- [The problem]
Write out each record a second time, exactly.

- [Source material]
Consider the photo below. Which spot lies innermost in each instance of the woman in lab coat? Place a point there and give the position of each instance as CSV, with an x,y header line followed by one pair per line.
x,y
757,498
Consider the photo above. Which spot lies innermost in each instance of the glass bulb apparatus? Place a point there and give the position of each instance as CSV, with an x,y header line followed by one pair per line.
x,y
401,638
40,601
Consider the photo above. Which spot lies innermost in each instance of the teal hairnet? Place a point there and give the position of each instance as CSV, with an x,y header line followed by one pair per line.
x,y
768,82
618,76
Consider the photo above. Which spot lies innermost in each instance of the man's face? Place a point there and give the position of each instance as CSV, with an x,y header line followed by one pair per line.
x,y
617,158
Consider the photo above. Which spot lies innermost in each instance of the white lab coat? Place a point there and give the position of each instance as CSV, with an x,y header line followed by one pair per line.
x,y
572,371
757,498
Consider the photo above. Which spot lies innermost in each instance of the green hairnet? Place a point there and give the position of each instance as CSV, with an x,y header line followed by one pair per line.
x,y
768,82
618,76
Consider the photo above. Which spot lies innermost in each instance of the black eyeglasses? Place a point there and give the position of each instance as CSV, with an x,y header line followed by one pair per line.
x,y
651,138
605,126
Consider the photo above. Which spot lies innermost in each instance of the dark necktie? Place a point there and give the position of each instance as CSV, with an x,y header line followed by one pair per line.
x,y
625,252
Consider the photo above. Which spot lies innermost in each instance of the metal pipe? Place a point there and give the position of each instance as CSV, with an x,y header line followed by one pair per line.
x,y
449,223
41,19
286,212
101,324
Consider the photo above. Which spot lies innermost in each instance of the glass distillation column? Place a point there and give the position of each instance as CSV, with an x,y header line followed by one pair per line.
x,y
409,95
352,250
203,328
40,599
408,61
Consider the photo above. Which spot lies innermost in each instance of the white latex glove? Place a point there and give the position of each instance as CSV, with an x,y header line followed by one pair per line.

- [Solution below]
Consider the photo below. Which spot lies innermost in each instance of the woman in lab coat? Place a point there and give the position of each instance as CSV, with an x,y header line followed by one pair per line.
x,y
757,498
Consider the photo above. Which spot lies innermost in each instance of the glass bulb apparatus? Place a point there and give the position of each instance as CSV, with an x,y header line followed by one pair per line.
x,y
401,638
40,601
Consider the photo above. Which spot lies innermost in each instance of the teal hairnet? Place a point there and give the position of each instance as CSV, with an x,y header line followed by one pair per line.
x,y
768,82
618,76
Consider the photo above. Which spot lies innermost in each instance of the man's face? Place a point there and give the position of each instance as CSV, with an x,y header line followed by one pair per line.
x,y
617,158
Consider the photo above. Which spot lies innermost in each instance of the white lab coat? Place a point there and give the position of each instance as CSV, with an x,y header line followed by one pair per line.
x,y
572,371
757,498
Consider the photo above. Which spot lies innermost in each instance of the green hairnet? Place a point there and give the position of each instance as CSV, with an x,y header line followed by one pair per line.
x,y
768,82
618,76
Consider the photo above. Which spot lies innermost in each instance of the black eyeglasses? Place a point there and give the position of each instance as CSV, with an x,y header line followed by one pair per line.
x,y
651,138
605,126
Consider the photo above. Which spot lies innermost in each instance of the dark necktie? Place a point there and give the position of each instance as CSV, with an x,y header line followed by one pair per line.
x,y
625,252
Consider the photo above. Which spot lies innermost in each instance of the metal pipe? Place a point there and give the position of each instance as CSV, with an x,y header line followed by one pair per line.
x,y
449,223
41,19
286,212
101,324
Consider the photo above. Which spot lies innermost in each instance of the glass distillation column? Place a point there and give the position of each instance as CSV, with an x,y header line followed by one pair per line.
x,y
409,95
352,250
203,328
40,599
408,61
Consider the photo above. Which spot lies innermost in each instance of the white latex glove? Place a point there and give the position of each instance as CSV, with an x,y header line followed by one pair per line.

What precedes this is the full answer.